文書本文:
◆ ◆ ◆
欧米の多くの政治イシューがそうであるように、人工妊娠中絶をめぐる態度のちがいも宗教観とリベラリズムへの距離を背景としている。この節では、人工妊娠中絶を否定するアメリカ保守層の論拠と、リベラルな思想を出自とするテック・エリートがいかに保守支持へと舵を切ったかの経緯を考える。

 

目次

政争と神学論争としての人工妊娠中絶

反転するシリコンバレーのポリティクス

 

 

 

政争と神学論争としての人工妊娠中絶

 

前回、人工妊娠中絶を禁止する州法が合衆国憲法に照らして違憲とされたことを記したが、アメリカの法律体系は合衆国憲法が連邦法に優越し、連邦法が州法に優越する構造となっている。先述のロー判決やケイシー判決は、州法の違憲性を認めるものではあったものの、連邦法ではないため、各州は原則的に連邦政府の介入を受けずに独自の州法を定めることができる。

2018年には、妊娠15週以降の中絶を禁止する州法がミシシッピー州で成立した。同州で唯一人工妊娠中絶を行っていたジャクソン女性健康機関は、この州法がロー判決に照らして違憲であるとして、州保健担当官トーマス・E・ドブスを提訴した。下級裁判所は中絶禁止の州法を違憲としていたものの、州側はこれを不当として上告する。2022年6月24日、アメリカ最高裁はミシシッピ州法を支持して下級裁判所の判決を取り消す判決を下す。このドブス判決はロー判決およびケイシー判決を覆すもので、アメリカ合衆国憲法が人工妊娠中絶の権利を保護するという、49年間維持されてきた根拠は失われることとなった。
◆ ◆ ◆
データ抜粋:
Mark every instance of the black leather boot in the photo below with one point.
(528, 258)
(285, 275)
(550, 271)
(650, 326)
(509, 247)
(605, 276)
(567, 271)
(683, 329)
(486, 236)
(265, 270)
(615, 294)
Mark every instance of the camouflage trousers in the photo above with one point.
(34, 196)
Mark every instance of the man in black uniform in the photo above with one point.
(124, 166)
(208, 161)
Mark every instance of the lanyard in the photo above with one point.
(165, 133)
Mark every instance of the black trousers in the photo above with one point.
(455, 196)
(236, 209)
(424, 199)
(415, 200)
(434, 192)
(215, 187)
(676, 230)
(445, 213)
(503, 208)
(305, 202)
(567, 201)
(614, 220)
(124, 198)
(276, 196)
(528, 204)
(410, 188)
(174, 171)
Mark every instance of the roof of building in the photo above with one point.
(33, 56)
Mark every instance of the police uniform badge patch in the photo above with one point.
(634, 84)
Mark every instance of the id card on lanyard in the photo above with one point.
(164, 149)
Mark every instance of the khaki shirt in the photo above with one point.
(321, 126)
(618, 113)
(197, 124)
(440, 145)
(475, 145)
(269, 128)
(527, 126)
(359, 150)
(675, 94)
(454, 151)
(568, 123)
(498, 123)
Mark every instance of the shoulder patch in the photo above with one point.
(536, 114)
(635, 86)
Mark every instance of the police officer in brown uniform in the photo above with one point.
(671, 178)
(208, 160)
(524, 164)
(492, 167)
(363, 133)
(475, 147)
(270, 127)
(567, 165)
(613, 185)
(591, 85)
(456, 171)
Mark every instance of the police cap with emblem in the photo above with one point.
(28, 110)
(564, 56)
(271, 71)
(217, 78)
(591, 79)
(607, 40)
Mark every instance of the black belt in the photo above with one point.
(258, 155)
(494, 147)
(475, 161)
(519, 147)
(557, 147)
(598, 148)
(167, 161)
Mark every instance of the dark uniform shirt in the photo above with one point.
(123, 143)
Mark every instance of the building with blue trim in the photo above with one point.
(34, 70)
◆ ◆ ◆
作業課題 1:
人工妊娠中絶をめぐる本文から、「前回、人工妊娠中絶を禁止する」を含む語句で始まり「根拠は失われることとなった。」で終わる部分を一字一句たがえずに書き写してください。
作業課題 2:
人工妊娠中絶をめぐる本文を、最後の文に続けて書き進めてください。
ここに掲げた資料は、本文とは別の出典から取ったものです。

演習結果 1:
前回、人工妊娠中絶を禁止する州法が合衆国憲法に照らして違憲とされたことを記したが、アメリカの法律体系は合衆国憲法が連邦法に優越し、連邦法が州法に優越する構造となっている。先述のロー判決やケイシー判決は、州法の違憲性を認めるものではあったものの、連邦法ではないため、各州は原則的に連邦政府の介入を受けずに独自の州法を定めることができる。

2018年には、妊娠15週以降の中絶を禁止する州法がミシシッピー州で成立した。同州で唯一人工妊娠中絶を行っていたジャクソン女性健康機関は、この州法がロー判決に照らして違憲であるとして、州保健担当官トーマス・E・ドブスを提訴した。下級裁判所は中絶禁止の州法を違憲としていたものの、州側はこれを不当として上告する。2022年6月24日、アメリカ最高裁はミシシッピ州法を支持して下級裁判所の判決を取り消す判決を下す。このドブス判決はロー判決およびケイシー判決を覆すもので、アメリカ合衆国憲法が人工妊娠中絶の権利を保護するという、49年間維持されてきた根拠は失われることとなった。

演習結果 2:
この裁判の背景には、1993年にキリスト教プロテスタント福音派のもとで設立された保守系キリスト教団体ADF(Alliance Defending Freedom:自由防衛同盟)による、最高裁まで上告される訴訟を意図的に起こし、ロー判決を覆す法廷闘争を引き起こすという特別な意図があったとされている。聖書の絶対的な無謬性を主張しキリスト教原理主義とも称されるこの団体は、進化論の否定や公教育での礼拝義務化など、従来から積極的に政治に関与しており、人工妊娠中絶への反対も、人の命は神の差配によりもたらされるもので、それを人が奪うことは背信的行為だとする価値観に基づいている。ドブス判決当時の判事は保守派6名、リベラル派3名という構成で、保守派のうち3名は「アメリカ史上もっともプロ・ライフな大統領」を自認していたドナルド・トランプが前回大統領として指名した判事だった。トランプの大統領出馬が決定された後には、急進的なプロ・ライフ派は、トランプが妊娠15週以降の中絶を連邦レベルで禁止することを表明するという期待に反し、2024年4月8日に公表された動画では、ロー対ウェイド判決が覆されたことで生じたことの「責任者であることを誇りに思う」としつつも「法的には誰もが望んでいた中絶が可能だ。各州が投票か立法か、もしくはその両方で決めることだ」と、連邦法でなく、あくまで州法のレベルで決定されるものという立場を示した。これは強硬な保守派だけでなくひろい立場の支持を大統領選で獲得するためのメッセージであるとともに、2月に凍結胚を過失で破損した患者が刑事罰に問われて司法判断が大きく二分している現状への言及を回避したものとみられている。共和党の指名争いで最後まで残っていたニッキー・ヘイリーはアラバマ裁判の判決を支持していた。トランプと決選投票を争った民主党候補カマラ・ハリス氏は、副大統領時に当時の大統領ジョー・バイデンとともにドブス判決を非難したほか、自身も積極的に人工妊娠中絶を行う病院を訪問するなど、根っからのプロ・チョイス派である。